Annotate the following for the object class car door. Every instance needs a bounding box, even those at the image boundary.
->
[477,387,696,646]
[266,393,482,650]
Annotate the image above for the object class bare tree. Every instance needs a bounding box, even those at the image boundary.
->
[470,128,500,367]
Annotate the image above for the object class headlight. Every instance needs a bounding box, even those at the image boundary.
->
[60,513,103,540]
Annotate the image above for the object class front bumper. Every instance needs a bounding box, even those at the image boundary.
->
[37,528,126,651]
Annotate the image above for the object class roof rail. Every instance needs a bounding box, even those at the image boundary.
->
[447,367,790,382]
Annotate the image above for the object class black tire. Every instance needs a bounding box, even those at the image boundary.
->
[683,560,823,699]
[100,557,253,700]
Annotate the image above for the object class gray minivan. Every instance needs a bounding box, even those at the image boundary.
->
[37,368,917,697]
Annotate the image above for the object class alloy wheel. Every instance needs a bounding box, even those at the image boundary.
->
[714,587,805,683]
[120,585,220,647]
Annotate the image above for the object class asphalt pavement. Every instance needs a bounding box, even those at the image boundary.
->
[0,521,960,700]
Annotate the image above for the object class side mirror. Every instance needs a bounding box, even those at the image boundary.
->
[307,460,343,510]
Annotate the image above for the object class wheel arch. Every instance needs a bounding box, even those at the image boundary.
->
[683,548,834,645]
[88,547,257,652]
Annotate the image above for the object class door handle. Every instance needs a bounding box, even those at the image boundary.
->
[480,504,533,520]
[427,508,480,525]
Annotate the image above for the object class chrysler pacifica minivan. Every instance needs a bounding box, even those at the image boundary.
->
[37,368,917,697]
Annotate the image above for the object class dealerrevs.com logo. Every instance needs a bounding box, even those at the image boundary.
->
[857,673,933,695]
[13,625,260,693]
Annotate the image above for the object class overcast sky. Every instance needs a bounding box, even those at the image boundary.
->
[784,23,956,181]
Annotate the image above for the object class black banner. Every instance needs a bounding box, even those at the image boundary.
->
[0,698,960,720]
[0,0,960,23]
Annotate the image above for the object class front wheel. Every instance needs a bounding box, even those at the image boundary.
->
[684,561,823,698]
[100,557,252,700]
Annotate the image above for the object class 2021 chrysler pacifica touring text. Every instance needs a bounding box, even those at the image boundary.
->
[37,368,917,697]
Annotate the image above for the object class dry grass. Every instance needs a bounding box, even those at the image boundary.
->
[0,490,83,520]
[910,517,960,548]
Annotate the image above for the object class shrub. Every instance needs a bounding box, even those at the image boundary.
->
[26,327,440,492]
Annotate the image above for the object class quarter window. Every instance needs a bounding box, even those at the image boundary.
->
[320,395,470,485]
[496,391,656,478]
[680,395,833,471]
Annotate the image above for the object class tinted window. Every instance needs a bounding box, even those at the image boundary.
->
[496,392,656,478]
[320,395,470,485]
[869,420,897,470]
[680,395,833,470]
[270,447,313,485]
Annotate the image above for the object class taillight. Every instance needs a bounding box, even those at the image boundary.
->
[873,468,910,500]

### What to do
Render every line of the entries above as a JSON list of strings, with one string per line and any blank lines omitted.

### Answer to this task
[
  "Annotate the following for the object class car door. Every instance needs a bounding box, even those at the image boundary.",
  "->",
  "[477,387,696,646]",
  "[266,393,482,650]",
  "Annotate the image above for the object class bare tree. Every instance needs a bounding box, even those at the image boundary.",
  "->",
  "[470,128,500,367]",
  "Annotate the image above for the object class headlight. Every instance needs a bounding box, even those at the image boundary.",
  "->",
  "[60,513,103,540]",
  "Annotate the image above for the object class front bumper. Every instance needs a bounding box, even those at the image boundary.",
  "->",
  "[37,528,126,651]",
  "Annotate the image above for the object class roof rail. Every instance needs a bounding box, even those at the image boundary.",
  "->",
  "[447,367,790,382]",
  "Annotate the image above for the object class black tire. Every instance needs a bounding box, even those at the image boundary.",
  "->",
  "[683,560,823,699]",
  "[100,557,253,700]",
  "Annotate the image above for the object class gray minivan. Every instance needs a bounding box, even those at the image boundary.",
  "->",
  "[37,368,917,697]",
  "Annotate the image above for the object class alloy wheel. Every instance needs a bounding box, even those at the image boundary.",
  "->",
  "[714,587,805,683]",
  "[120,585,220,647]",
  "Annotate the image above for the object class asphalt pavement. Every instance needs a bounding box, even those at the image boundary.",
  "->",
  "[0,521,960,700]",
  "Annotate the image above for the object class side mirror. Every instance needs a bounding box, even those at the image boundary.",
  "->",
  "[307,460,343,510]",
  "Annotate the image above for the object class wheel arch. Every instance needs a bounding box, even those at the image boundary.",
  "->",
  "[683,548,834,645]",
  "[88,547,257,652]",
  "Annotate the image above for the object class door handle. Every instance needs a bounding box, even those at the image boundary.",
  "->",
  "[480,504,533,520]",
  "[427,508,480,525]",
  "Annotate the image above for the object class chrysler pacifica minivan. Every instance needs a bounding box, even those at the image boundary.",
  "->",
  "[37,368,917,697]",
  "Annotate the image above for the object class dealerrevs.com logo. Every instance needs a bounding box, even those at the image boundary.",
  "->",
  "[857,673,933,695]",
  "[13,625,260,693]",
  "Annotate the image above for the object class overcast sky. Every instance needs a bounding box, even those at the image boundary.",
  "->",
  "[784,23,956,181]",
  "Annotate the image above for the object class black banner. Every instance needs a bounding box, even those at the image boundary.",
  "->",
  "[0,698,960,720]",
  "[0,0,960,23]",
  "Annotate the image above for the object class front wheel. Every instance needs a bounding box, even those at the image boundary.",
  "->",
  "[684,561,823,698]",
  "[100,557,252,700]",
  "Annotate the image above for the object class 2021 chrysler pacifica touring text. Every instance needs a bounding box, even those at the image boundary.",
  "->",
  "[37,368,917,697]",
  "Annotate the image above for the object class dry grass. Every instance needs a bounding box, even those at the image boundary.",
  "->",
  "[0,490,83,520]",
  "[910,517,960,548]",
  "Annotate the image above for the object class shrub. Every instance needs a bounding box, even those at the image boundary.",
  "->",
  "[26,327,440,492]",
  "Annotate the image above for the object class quarter window. Every instance needs a bounding box, even those at the image boundary.",
  "->",
  "[320,395,470,485]",
  "[496,391,656,478]",
  "[680,395,833,471]",
  "Annotate the image above for the object class tinted window. Every instance needs a bounding box, even those at the image boundary.",
  "->",
  "[496,392,656,478]",
  "[320,395,470,485]",
  "[869,420,897,470]",
  "[680,395,833,470]",
  "[270,447,313,485]",
  "Annotate the image above for the object class taillight. Every instance needs a bounding box, even those at the image boundary.",
  "->",
  "[873,468,910,500]"
]